Required work: Exactly as given, restate each record that follows.

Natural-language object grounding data
════
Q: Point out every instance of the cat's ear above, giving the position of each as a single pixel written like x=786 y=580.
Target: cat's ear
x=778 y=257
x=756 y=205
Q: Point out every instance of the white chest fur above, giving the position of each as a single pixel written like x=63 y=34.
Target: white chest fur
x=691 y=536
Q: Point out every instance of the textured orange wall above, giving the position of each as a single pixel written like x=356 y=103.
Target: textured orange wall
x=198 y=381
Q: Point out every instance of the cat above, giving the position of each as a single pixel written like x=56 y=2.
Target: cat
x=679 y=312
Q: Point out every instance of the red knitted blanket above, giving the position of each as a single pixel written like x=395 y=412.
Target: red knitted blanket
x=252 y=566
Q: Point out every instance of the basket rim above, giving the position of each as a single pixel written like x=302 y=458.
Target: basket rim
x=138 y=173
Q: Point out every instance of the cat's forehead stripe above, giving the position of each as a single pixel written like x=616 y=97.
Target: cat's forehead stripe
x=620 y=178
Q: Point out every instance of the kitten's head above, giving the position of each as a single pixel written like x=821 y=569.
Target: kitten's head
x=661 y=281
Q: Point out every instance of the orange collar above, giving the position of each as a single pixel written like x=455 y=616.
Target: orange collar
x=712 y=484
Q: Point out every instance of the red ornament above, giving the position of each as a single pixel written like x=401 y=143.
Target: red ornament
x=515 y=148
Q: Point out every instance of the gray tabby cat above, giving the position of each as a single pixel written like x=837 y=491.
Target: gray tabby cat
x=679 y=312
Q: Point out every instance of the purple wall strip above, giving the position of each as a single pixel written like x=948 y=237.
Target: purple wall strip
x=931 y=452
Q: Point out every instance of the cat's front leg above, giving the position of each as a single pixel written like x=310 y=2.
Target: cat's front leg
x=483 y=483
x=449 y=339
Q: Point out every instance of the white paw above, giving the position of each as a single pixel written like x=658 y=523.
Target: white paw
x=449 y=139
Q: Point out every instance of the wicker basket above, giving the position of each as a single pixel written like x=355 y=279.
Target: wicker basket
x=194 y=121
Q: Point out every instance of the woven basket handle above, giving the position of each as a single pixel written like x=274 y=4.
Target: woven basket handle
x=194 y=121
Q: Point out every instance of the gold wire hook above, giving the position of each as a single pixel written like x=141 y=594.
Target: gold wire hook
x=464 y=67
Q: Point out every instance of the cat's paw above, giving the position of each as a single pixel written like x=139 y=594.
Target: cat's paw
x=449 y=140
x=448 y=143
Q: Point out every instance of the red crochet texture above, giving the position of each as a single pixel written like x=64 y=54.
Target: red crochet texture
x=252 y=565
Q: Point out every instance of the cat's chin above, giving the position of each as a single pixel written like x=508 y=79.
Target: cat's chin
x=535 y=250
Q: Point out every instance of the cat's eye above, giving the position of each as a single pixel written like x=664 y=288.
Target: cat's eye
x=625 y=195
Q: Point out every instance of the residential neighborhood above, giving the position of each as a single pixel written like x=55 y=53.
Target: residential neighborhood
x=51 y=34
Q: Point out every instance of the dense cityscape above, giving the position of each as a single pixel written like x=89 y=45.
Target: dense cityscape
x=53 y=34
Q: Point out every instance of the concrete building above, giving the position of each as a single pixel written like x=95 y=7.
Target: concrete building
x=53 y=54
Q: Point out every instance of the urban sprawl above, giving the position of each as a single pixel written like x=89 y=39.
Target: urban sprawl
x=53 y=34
════
Response area:
Q: Point out every instance of the cat's ear above, giving the position of each as a single pixel written like x=786 y=580.
Target: cat's ear
x=778 y=257
x=756 y=205
Q: Point out every instance of the white chest fur above, giving the position of each as a single pixel written like x=63 y=34.
Target: white chest fur
x=691 y=536
Q: Point out every instance of the textured orange wall above, giving the position of each as a single pixel written like x=356 y=103.
Target: textured orange wall
x=198 y=381
Q: Point out every instance of the cat above, giving the position of each as a single pixel written like x=56 y=2.
Target: cat
x=679 y=312
Q: Point out every instance of the red knitted blanket above, giving the position of each as a single pixel written like x=395 y=412.
Target: red knitted blanket
x=252 y=566
Q: Point out every instance of the basket rim above, giving the position of each as a single pixel written like x=302 y=458.
Target: basket rim
x=138 y=173
Q: Point out every instance of the cat's forehead stripe above, giving the position of each as a single pixel written like x=616 y=97.
Target: cat's forehead stripe
x=620 y=178
Q: Point out every instance of the kitten's head above, giving the position of each as a single pixel written like x=821 y=569.
Target: kitten's head
x=661 y=281
Q: Point out every instance of the orange collar above, giving the position of each as a single pixel written like x=455 y=616.
Target: orange collar
x=712 y=484
Q: Point out every instance of the red ornament above, giving the position of each as a single pixel written like x=401 y=143.
Target: red ornament
x=515 y=148
Q: Point out every instance of the gray tabby cat above, giving the position of each as a single pixel written like x=837 y=491.
Target: gray tabby cat
x=679 y=312
Q: Point out every instance of the purple wall strip above, giving the position of each as a single pixel written like x=948 y=237.
Target: purple wall strip
x=931 y=452
Q: Point out every instance of the cat's front leg above, giving the position of each as a single pixel written like x=310 y=2.
Target: cat's front leg
x=483 y=483
x=449 y=339
Q: Point out every instance of the white paw above, giving the position of each as a single pixel written like x=658 y=523.
Target: white paw
x=449 y=139
Q: Point out every instance of the wicker basket above, giving the position of each as a single pixel written like x=355 y=279.
Target: wicker basket
x=194 y=121
Q: Point out every instance of the woven basket handle above, giving the position of each as a single pixel written like x=274 y=4.
Target: woven basket handle
x=194 y=121
Q: Point out every instance of the gold wire hook above, giving the position of each as a single pixel written like x=141 y=594.
Target: gold wire hook
x=464 y=67
Q: Point out every instance of the cat's paw above, giving the position of each as a single pixel written like x=139 y=594.
Target: cat's paw
x=449 y=140
x=448 y=143
Q: Point out every instance of the red crochet texture above, giving the position of each as a single pixel written like x=64 y=54.
Target: red crochet texture
x=252 y=565
Q: Point out every instance of the cat's chin above, giving the position of each as a single pixel written like x=508 y=79.
Target: cat's chin
x=535 y=250
Q: Point out every instance of the cat's eye above, giving the position of each as a single pixel written like x=664 y=288.
Target: cat's eye
x=625 y=195
Q: Point out every instance of the residential neighborhood above, giving the position of each as a single pixel written like x=55 y=53.
Target: residential neighborhood
x=51 y=34
Q: Point out every instance of the dense cityscape above, giving the position of each as a single pixel written like x=89 y=45.
Target: dense cityscape
x=53 y=34
Q: Point out every instance of the concrete building above, giving the position of each as a single pixel written like x=95 y=7.
Target: concrete building
x=53 y=54
Q: Point out every instance of the urban sprawl above, giving the position of each as a single pixel written like x=89 y=39.
Target: urban sprawl
x=53 y=34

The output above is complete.